__Given information__.

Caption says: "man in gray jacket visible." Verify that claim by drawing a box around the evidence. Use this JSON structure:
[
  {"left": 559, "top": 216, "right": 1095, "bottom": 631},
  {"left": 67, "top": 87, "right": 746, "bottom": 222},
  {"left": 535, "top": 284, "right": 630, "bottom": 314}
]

__To do__.
Copy out the lines above again, word for word, with no changes.

__Complete answer__.
Caption says: "man in gray jacket visible." Verify that claim by drawing a box around the evidence. Use this JSON structure:
[
  {"left": 559, "top": 216, "right": 1095, "bottom": 631},
  {"left": 67, "top": 87, "right": 746, "bottom": 222},
  {"left": 535, "top": 284, "right": 630, "bottom": 314}
]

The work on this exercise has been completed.